Excerpt from a dataset
::::

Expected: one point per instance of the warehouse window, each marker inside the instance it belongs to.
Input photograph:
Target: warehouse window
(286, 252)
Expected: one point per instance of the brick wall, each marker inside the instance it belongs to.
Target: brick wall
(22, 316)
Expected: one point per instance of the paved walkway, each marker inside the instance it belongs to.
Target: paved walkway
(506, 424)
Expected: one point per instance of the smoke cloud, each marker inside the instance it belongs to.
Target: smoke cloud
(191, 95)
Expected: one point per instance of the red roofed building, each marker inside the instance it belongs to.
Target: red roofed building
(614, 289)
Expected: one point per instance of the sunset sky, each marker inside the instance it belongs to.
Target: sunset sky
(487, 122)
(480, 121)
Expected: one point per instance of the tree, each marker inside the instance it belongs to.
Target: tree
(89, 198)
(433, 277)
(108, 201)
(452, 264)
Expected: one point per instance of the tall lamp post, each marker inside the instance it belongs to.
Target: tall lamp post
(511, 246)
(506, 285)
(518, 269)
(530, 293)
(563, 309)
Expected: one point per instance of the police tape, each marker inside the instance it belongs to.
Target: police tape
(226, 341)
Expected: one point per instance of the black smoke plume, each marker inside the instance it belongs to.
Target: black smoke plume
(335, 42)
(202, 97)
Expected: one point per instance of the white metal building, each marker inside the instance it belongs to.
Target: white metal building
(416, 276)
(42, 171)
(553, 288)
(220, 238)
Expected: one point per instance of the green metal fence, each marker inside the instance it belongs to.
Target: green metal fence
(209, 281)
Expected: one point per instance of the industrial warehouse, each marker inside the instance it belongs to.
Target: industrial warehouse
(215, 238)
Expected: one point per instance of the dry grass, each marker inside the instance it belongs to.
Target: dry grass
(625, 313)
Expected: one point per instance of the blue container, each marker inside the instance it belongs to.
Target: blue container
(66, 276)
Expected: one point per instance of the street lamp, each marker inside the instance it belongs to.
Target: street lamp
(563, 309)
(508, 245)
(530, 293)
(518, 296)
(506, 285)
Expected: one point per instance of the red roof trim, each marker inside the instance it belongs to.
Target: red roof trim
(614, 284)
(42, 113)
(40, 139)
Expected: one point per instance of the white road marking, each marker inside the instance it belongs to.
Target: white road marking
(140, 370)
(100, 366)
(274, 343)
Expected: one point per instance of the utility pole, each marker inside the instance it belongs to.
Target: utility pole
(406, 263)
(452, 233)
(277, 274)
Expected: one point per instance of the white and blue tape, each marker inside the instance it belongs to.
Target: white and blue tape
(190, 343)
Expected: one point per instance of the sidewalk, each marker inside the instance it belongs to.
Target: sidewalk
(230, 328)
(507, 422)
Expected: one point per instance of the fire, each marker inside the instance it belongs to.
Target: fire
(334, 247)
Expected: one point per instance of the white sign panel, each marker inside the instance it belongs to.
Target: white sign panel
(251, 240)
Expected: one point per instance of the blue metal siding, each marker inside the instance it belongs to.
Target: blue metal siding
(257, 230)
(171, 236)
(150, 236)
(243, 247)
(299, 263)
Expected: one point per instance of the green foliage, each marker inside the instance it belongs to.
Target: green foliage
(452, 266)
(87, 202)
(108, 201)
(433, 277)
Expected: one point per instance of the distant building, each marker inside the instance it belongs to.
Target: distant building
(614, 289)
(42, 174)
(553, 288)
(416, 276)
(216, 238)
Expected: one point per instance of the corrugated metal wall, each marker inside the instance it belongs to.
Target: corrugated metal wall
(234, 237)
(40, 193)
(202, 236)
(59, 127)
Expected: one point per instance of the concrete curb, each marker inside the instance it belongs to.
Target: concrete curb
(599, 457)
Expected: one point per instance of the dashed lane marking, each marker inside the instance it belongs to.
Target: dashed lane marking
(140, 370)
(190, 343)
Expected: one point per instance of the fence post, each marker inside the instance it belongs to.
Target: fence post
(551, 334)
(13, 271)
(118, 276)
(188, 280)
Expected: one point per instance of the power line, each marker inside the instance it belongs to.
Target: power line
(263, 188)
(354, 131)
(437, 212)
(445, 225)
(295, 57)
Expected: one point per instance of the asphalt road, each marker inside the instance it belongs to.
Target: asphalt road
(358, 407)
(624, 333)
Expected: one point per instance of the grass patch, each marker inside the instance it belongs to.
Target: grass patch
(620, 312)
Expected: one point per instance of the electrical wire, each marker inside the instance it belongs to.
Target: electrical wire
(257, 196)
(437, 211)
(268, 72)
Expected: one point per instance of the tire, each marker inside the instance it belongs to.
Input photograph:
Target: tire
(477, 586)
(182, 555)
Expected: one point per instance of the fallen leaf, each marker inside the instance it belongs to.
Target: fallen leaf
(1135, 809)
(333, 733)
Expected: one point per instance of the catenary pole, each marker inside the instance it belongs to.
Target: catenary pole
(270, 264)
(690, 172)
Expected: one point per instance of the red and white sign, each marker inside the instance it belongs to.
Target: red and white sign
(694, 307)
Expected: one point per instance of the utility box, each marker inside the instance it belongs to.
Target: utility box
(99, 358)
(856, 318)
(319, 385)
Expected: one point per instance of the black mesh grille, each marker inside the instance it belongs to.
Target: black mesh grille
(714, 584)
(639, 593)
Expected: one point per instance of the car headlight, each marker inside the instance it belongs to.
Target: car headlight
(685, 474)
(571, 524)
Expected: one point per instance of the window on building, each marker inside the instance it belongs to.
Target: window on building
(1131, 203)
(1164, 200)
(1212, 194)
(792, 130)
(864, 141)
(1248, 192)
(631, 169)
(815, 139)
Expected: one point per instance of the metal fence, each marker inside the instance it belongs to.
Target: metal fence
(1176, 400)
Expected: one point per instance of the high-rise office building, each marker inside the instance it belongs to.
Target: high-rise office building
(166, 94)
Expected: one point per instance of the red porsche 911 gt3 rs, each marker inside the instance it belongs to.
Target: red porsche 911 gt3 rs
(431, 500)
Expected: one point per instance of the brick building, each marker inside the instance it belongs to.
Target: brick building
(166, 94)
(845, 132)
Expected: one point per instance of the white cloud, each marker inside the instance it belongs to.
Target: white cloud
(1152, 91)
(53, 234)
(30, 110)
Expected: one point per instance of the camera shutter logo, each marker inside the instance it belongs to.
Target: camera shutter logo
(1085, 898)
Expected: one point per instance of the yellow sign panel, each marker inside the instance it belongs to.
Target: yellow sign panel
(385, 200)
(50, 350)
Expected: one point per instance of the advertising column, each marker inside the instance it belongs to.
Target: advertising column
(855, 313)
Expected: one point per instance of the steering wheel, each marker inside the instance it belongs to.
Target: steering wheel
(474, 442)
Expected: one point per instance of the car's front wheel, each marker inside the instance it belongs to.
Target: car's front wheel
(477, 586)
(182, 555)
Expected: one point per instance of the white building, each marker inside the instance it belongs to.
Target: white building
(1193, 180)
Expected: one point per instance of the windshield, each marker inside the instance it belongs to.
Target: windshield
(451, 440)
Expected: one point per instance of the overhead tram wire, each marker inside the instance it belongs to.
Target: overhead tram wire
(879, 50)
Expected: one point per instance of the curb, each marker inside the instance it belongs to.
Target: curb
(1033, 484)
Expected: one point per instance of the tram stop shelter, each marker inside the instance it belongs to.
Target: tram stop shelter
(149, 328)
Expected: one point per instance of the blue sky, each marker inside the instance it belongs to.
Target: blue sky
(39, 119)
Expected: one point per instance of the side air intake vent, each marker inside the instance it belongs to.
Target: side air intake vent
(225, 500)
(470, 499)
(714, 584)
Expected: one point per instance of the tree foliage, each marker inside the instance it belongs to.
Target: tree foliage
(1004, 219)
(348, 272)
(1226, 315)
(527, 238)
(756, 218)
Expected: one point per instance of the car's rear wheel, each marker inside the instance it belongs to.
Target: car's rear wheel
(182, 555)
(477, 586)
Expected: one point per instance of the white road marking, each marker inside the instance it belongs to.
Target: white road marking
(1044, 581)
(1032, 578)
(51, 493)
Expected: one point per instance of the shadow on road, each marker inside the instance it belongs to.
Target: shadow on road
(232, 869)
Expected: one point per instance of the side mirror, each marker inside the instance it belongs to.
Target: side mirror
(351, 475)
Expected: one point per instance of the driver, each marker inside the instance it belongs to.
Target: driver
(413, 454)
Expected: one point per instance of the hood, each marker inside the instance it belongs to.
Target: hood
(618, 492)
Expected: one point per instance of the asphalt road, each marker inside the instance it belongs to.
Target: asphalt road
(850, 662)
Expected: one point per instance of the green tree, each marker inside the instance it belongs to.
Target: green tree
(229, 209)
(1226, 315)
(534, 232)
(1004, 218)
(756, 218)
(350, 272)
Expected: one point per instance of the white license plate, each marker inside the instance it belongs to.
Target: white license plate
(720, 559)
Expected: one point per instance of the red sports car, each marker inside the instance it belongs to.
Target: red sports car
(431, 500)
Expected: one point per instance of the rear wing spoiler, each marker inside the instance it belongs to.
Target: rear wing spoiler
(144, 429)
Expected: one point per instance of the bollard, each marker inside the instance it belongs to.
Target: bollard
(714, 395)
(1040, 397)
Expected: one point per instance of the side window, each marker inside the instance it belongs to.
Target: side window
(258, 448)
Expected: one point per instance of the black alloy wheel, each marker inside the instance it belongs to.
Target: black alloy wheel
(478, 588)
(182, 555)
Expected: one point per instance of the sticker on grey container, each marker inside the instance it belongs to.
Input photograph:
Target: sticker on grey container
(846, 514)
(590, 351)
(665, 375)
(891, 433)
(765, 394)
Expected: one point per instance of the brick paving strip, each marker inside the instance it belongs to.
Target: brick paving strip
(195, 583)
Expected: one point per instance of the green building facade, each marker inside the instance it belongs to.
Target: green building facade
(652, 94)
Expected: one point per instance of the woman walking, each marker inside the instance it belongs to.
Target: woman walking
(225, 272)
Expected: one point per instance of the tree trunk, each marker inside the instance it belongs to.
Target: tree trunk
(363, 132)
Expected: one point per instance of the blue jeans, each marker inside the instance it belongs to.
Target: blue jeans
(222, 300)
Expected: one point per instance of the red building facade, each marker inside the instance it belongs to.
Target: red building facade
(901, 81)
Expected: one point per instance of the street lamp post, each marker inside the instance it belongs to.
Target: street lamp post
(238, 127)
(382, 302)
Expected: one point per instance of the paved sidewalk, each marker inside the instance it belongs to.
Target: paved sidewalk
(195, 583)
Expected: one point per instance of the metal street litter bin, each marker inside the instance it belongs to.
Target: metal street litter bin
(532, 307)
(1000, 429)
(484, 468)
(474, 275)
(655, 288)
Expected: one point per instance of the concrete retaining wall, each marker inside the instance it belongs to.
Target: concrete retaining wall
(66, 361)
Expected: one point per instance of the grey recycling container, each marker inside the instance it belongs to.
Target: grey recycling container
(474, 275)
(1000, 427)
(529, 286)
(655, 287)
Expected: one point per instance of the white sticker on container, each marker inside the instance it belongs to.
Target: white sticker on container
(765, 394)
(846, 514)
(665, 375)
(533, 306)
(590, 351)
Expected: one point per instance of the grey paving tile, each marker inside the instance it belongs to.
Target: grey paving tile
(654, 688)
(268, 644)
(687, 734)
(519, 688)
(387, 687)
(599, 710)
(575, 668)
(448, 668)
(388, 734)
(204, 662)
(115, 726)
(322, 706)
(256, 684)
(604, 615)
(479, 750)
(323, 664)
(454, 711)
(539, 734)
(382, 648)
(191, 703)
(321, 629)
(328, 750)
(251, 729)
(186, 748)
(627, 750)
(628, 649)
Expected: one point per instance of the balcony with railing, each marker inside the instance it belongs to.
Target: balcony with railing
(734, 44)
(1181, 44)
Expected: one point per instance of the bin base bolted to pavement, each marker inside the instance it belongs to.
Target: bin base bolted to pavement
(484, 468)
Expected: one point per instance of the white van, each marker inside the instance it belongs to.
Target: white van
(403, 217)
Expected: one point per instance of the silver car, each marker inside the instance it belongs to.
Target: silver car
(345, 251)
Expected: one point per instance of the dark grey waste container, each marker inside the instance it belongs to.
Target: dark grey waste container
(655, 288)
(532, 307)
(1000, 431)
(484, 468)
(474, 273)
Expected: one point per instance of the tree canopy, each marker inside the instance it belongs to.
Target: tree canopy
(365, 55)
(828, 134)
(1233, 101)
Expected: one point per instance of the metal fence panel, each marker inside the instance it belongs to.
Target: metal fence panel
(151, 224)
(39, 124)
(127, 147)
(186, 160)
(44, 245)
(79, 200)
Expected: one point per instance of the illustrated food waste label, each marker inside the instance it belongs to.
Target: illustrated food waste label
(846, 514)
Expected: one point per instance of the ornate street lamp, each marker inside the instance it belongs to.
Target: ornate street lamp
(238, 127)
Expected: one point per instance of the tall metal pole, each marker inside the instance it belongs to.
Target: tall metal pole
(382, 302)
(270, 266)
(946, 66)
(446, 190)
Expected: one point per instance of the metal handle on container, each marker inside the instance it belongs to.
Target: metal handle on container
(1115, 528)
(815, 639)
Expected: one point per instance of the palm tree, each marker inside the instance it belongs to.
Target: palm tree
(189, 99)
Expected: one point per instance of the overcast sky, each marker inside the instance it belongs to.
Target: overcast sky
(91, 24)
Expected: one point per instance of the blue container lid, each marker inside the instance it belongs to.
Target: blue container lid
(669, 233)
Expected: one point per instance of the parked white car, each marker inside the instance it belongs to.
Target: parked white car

::::

» CHALLENGE
Return exactly the lines of the data, and only those, from the line with "Expected: one point per instance of the silver" through the last line, inclusive.

» FINAL RESULT
Expected: one point per instance of the silver car, each marker inside the instance it belongs to.
Target: silver car
(345, 251)
Expected: one point per instance of the dark grey waste container, each marker inside the instance it belongs to.
Target: dark grey waste container
(655, 288)
(532, 307)
(1000, 431)
(484, 468)
(474, 273)
Expected: one point per instance of the tree canopy, each marker inside the instance it belongs to.
Target: tree canopy
(365, 55)
(828, 134)
(1233, 101)
Expected: one point per instance of the metal fence panel, each marker inside the instance it belongs to.
Target: metal fence panel
(151, 224)
(39, 124)
(127, 147)
(186, 160)
(44, 245)
(79, 200)
Expected: one point per instance of the illustrated food waste label, each marker inside the instance it belongs to.
Target: illustrated food waste label
(846, 514)
Expected: one point per instance of the ornate street lamp, each marker inside the instance it belongs to.
Target: ornate street lamp
(238, 127)
Expected: one point per instance of the tall metal pole, each marker inside the instance it belongs to.
Target: tall metal pole
(382, 302)
(270, 266)
(946, 66)
(446, 190)
Expected: one point per instance of the metal handle on container, each marker inside the instance it belongs to.
Target: metal handle on container
(1115, 528)
(815, 639)
Expected: one point per instance of the palm tree, each marker inside the instance it belongs to.
Target: palm tree
(189, 99)
Expected: one point per instance of the overcast sky, each marker inside the instance it belongs to.
Target: overcast sky
(91, 24)
Expected: one point per instance of the blue container lid, each marker inside the instance it belongs to.
Target: blue container lid
(669, 233)
Expected: one point per instance of the parked white car, each marker inside the instance it belongs to.
Target: parked white car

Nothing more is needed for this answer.